Go to the line containing "Target: fence rail" in the records below. Repeat it and the lines after it exactly, all the way to the end.
---------------
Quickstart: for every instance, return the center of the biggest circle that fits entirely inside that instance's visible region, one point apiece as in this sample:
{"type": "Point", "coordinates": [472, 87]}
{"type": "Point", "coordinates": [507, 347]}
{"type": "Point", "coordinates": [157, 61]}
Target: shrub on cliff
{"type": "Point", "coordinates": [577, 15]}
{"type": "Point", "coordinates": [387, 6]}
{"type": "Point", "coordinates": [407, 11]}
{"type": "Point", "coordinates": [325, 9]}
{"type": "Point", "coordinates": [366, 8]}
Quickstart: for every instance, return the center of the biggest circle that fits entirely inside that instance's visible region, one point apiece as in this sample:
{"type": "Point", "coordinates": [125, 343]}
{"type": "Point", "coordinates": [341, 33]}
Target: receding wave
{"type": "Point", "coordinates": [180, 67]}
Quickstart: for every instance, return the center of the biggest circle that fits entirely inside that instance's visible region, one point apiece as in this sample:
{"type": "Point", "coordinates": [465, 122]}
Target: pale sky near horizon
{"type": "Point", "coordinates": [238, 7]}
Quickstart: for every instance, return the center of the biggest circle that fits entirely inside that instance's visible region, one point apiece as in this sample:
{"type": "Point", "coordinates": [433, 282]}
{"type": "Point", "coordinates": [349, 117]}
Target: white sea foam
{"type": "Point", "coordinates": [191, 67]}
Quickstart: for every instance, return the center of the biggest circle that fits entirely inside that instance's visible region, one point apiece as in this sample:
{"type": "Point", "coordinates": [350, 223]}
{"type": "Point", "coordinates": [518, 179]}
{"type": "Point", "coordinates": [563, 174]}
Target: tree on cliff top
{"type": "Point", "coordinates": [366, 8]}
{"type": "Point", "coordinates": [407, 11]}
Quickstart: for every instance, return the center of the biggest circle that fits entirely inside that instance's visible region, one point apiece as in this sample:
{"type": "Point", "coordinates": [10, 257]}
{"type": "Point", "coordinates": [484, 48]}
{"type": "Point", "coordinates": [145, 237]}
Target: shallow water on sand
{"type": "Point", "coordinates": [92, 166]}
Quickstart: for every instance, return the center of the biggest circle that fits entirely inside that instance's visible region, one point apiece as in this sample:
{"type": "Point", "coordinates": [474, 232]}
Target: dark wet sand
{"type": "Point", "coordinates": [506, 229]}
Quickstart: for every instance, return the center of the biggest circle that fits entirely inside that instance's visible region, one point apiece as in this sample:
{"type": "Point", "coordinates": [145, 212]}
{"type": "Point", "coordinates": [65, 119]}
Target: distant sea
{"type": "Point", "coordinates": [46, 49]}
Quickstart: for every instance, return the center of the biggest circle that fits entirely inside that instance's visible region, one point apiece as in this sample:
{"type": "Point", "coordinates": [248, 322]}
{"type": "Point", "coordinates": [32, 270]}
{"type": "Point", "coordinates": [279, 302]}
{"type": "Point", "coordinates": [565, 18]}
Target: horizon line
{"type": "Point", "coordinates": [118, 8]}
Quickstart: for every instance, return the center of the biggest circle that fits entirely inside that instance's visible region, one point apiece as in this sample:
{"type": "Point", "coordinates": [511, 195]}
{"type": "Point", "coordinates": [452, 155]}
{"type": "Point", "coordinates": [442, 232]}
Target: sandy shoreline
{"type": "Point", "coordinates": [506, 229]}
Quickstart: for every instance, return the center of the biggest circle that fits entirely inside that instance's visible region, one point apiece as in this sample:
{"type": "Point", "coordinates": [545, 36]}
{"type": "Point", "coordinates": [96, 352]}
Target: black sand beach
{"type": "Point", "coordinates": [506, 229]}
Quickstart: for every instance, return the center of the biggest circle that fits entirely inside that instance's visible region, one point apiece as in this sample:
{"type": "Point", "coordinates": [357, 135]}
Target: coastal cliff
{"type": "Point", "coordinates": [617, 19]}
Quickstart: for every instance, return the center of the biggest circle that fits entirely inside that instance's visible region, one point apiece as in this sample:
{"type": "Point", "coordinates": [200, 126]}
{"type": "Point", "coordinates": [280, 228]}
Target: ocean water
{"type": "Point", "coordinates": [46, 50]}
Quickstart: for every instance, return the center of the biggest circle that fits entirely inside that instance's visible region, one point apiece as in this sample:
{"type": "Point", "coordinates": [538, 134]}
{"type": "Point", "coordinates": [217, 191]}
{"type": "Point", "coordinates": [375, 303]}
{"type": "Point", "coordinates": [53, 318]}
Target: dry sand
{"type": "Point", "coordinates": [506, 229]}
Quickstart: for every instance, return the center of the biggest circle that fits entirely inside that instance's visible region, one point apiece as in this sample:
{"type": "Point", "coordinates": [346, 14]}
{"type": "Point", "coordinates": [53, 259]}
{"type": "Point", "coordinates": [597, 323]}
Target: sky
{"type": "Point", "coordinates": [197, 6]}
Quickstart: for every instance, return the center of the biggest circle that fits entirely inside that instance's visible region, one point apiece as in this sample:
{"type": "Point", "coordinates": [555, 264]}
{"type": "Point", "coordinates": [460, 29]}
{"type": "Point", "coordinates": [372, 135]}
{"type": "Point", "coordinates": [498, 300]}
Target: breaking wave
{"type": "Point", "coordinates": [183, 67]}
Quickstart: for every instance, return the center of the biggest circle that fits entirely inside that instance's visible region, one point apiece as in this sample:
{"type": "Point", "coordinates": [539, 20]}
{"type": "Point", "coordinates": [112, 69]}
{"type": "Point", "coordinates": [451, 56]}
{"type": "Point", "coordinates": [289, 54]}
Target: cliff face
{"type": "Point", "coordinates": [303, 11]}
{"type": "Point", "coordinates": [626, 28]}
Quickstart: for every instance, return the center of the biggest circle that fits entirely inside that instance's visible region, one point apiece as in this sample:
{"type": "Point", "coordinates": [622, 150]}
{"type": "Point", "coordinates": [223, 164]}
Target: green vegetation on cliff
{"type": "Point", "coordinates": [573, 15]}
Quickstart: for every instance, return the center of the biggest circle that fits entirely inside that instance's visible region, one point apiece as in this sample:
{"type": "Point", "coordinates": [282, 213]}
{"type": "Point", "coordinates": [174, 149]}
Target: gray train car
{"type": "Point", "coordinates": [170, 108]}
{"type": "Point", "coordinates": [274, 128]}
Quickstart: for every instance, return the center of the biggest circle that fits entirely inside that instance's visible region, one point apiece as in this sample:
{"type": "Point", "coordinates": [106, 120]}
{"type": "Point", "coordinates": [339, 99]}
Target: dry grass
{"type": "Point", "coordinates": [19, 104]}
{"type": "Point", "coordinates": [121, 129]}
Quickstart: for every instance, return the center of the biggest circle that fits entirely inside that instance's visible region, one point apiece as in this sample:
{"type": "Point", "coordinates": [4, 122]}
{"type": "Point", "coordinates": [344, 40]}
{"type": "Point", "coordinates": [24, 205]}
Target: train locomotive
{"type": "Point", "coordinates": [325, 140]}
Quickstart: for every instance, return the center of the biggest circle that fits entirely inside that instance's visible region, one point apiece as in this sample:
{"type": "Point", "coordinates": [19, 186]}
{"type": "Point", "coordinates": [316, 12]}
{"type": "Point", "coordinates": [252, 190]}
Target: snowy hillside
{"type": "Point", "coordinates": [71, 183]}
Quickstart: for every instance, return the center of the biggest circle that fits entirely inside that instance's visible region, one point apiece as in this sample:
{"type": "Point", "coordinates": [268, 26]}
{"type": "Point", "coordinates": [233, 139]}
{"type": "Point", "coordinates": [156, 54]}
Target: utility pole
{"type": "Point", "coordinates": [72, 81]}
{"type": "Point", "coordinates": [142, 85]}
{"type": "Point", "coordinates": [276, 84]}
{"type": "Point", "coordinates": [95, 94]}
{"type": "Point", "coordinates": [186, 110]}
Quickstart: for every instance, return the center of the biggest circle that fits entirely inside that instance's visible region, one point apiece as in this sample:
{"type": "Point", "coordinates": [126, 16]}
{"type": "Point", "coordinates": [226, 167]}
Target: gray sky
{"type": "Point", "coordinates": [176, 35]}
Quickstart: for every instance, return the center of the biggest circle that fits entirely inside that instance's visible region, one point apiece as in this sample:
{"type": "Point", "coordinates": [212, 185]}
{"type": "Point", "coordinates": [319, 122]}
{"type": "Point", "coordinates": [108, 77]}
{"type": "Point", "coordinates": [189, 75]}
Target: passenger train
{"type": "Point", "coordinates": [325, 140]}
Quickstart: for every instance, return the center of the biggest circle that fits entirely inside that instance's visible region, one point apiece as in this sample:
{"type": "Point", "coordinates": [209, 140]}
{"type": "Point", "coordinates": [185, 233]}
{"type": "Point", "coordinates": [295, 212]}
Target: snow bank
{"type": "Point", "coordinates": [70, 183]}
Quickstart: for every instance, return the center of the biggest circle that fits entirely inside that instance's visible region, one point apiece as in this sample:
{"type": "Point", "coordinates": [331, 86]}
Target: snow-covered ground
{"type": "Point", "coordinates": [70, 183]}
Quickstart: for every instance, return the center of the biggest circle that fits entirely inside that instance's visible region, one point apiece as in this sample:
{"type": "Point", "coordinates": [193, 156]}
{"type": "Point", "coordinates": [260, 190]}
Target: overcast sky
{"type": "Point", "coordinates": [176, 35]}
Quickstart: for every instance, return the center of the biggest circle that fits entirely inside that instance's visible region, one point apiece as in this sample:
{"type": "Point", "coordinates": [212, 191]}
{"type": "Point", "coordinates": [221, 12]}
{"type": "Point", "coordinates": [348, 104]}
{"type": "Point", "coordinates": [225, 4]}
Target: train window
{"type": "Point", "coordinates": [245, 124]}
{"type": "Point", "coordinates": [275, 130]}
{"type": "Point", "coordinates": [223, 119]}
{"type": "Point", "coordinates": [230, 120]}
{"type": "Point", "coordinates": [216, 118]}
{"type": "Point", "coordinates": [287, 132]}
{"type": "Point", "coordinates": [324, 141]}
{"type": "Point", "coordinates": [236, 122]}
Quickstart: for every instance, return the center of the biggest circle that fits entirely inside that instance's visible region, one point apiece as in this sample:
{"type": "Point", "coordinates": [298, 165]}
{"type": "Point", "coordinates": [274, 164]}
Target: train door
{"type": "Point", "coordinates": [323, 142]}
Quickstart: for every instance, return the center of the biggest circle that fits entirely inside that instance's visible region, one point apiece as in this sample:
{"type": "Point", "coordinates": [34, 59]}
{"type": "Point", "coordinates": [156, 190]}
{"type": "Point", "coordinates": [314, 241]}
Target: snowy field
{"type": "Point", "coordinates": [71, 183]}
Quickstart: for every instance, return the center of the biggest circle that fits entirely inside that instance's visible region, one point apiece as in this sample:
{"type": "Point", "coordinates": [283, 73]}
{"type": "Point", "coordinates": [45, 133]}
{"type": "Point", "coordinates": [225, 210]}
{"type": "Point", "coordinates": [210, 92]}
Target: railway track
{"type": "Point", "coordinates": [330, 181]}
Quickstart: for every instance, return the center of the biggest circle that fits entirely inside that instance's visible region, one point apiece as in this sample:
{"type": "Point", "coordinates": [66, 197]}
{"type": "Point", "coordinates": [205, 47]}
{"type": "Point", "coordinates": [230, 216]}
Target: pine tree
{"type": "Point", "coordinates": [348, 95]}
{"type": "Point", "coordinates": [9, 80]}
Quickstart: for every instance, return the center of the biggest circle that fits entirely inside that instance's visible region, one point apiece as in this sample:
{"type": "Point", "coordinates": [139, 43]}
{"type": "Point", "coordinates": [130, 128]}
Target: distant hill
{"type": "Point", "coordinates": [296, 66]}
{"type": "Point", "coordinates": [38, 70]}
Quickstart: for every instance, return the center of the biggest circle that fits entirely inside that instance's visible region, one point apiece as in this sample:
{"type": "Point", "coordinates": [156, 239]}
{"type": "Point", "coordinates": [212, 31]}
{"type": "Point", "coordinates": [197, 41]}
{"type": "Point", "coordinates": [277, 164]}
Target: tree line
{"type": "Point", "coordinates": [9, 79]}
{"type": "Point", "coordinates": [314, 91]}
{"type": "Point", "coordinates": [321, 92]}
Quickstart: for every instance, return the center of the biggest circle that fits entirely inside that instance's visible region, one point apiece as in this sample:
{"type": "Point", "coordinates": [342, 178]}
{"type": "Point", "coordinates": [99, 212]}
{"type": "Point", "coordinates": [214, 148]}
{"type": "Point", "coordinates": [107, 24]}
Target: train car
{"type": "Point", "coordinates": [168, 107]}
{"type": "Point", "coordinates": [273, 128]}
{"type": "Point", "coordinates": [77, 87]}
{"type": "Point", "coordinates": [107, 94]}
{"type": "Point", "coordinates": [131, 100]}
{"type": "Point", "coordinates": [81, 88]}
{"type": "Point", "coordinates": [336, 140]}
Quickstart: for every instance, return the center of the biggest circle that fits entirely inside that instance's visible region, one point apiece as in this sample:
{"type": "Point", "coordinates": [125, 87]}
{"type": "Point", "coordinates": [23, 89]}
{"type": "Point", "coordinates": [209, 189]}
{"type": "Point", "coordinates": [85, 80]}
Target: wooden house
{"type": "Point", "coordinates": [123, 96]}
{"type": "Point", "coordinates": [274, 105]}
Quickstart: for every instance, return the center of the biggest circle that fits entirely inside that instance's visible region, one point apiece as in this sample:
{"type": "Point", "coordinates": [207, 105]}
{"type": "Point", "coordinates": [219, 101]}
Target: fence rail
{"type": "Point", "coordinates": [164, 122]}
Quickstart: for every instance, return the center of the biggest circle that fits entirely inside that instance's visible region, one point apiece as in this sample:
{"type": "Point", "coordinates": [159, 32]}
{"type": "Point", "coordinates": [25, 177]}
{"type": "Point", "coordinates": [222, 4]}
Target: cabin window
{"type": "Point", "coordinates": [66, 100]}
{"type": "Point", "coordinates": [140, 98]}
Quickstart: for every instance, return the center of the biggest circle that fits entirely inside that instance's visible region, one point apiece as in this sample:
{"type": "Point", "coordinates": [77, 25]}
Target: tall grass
---------------
— Answer area —
Target: fence rail
{"type": "Point", "coordinates": [164, 122]}
Quickstart: for every instance, return the center of the biggest circle that fits entirely inside that instance's visible region, one point apiece as in this sample:
{"type": "Point", "coordinates": [159, 32]}
{"type": "Point", "coordinates": [25, 177]}
{"type": "Point", "coordinates": [222, 4]}
Target: cabin window
{"type": "Point", "coordinates": [66, 100]}
{"type": "Point", "coordinates": [140, 98]}
Quickstart: for every instance, return the center of the biggest circle that fits entirely inside that instance's visible region, one point apiece as in this sample:
{"type": "Point", "coordinates": [77, 25]}
Target: tall grass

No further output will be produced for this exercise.